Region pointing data
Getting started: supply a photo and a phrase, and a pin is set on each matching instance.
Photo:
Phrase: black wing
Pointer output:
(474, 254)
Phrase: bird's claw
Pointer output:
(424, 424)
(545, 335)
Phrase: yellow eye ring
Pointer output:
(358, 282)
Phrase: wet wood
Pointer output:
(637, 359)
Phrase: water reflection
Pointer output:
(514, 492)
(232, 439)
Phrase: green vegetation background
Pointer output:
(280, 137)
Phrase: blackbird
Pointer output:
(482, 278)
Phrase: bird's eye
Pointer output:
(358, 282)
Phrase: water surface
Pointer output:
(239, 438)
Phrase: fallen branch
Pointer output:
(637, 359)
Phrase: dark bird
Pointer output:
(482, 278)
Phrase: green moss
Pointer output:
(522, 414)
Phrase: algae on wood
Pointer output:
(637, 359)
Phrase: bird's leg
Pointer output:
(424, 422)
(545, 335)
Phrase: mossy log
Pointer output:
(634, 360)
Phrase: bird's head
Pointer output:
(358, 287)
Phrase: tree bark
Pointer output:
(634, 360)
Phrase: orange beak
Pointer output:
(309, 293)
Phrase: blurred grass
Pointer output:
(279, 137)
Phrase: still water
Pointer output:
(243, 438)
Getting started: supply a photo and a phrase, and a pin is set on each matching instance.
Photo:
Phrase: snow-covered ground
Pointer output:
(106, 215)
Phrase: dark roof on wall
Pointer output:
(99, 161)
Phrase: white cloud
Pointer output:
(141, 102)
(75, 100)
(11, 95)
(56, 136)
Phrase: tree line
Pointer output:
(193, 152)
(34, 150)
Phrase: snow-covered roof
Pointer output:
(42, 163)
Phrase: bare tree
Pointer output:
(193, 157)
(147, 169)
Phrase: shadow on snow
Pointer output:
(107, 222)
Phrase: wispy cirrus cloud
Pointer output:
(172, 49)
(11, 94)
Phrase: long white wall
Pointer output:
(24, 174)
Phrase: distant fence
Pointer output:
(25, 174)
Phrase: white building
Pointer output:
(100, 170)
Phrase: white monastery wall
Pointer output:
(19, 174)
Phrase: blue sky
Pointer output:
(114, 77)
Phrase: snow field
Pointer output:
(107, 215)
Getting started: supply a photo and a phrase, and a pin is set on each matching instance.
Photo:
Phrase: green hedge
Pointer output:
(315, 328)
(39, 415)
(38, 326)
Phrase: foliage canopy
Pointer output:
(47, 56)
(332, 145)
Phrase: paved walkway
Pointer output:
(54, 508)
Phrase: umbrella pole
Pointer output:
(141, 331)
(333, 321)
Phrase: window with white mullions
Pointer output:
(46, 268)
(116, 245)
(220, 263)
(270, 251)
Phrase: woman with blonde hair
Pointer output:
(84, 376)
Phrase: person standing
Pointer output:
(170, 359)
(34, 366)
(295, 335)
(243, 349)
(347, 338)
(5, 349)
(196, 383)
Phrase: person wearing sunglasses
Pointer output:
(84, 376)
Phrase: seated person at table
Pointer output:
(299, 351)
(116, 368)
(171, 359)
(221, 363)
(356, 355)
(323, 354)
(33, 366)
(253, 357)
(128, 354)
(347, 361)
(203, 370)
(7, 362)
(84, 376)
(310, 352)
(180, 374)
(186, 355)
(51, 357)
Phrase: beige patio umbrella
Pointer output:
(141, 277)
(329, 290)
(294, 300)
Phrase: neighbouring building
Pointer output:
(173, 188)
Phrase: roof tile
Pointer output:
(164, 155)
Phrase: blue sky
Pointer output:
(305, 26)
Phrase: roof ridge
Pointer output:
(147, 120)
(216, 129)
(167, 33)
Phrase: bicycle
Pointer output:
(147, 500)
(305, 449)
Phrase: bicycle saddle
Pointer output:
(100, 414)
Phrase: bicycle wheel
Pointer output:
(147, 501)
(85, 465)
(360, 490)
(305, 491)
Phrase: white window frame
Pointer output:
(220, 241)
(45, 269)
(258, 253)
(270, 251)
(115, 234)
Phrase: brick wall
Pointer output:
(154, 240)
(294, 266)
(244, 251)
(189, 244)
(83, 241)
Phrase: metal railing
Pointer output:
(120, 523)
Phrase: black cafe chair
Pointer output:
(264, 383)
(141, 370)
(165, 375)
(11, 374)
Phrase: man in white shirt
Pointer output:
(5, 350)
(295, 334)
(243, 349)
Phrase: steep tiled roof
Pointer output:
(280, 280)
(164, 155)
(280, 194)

WHAT THE TASK REQUIRES
Using the data above, copy each line that contains "covered".

SOLUTION FOR THIS PROBLEM
Phrase: snow-covered ground
Phrase: snow-covered roof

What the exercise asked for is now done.